# WHAT TO PRODUCE:
Each entry below is to be duplicated precisely.

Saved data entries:
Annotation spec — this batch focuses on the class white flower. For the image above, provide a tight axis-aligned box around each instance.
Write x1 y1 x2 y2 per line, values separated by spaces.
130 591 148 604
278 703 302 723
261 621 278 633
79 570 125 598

# YOUR SOLUTION:
Annotation spec — this batch focuses on the class white flower. For the image above, provide a tight axis-aligned box around each instance.
Write x1 y1 x2 y2 per line, values separated by spaces.
130 591 148 604
278 703 302 723
261 621 278 633
79 570 125 598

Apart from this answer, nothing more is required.